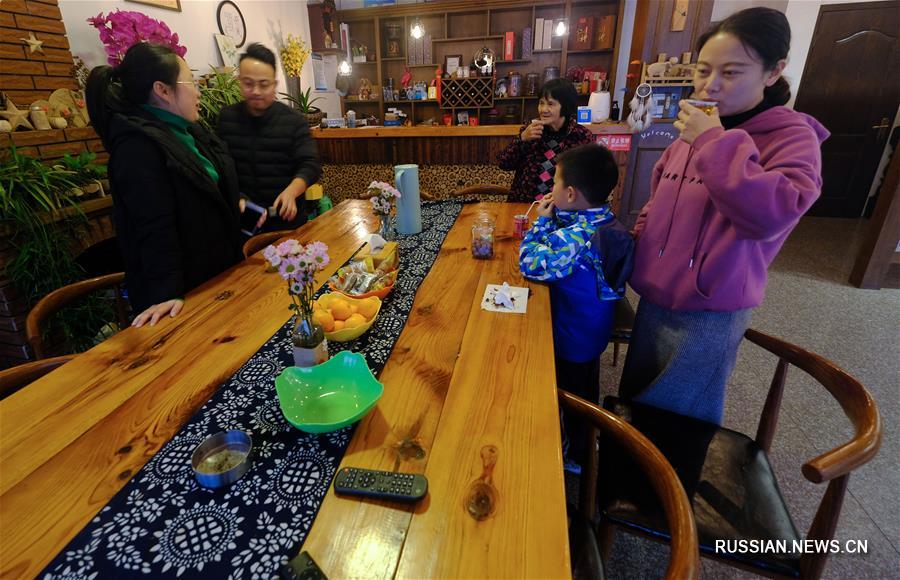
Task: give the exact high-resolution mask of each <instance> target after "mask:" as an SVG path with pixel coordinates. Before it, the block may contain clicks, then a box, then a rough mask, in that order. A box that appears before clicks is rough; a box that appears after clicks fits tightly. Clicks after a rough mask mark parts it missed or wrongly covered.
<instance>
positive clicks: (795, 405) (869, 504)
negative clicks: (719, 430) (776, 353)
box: [570, 218, 900, 579]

════════

* **What the exercise asks**
Show each line of the material that includes the word "instance".

* **Finished exercise**
Task: give the exact high-resolution mask of each <instance> target after "mask:" as an SVG path with pixel coordinates. Before it, the block may contain clicks, then a box, then a rough mask, in that order. A box that appears before clicks is rough; a box that appears after clicks fits tightly. Clicks after a rough mask mark parts it missed or wrongly covered.
<instance>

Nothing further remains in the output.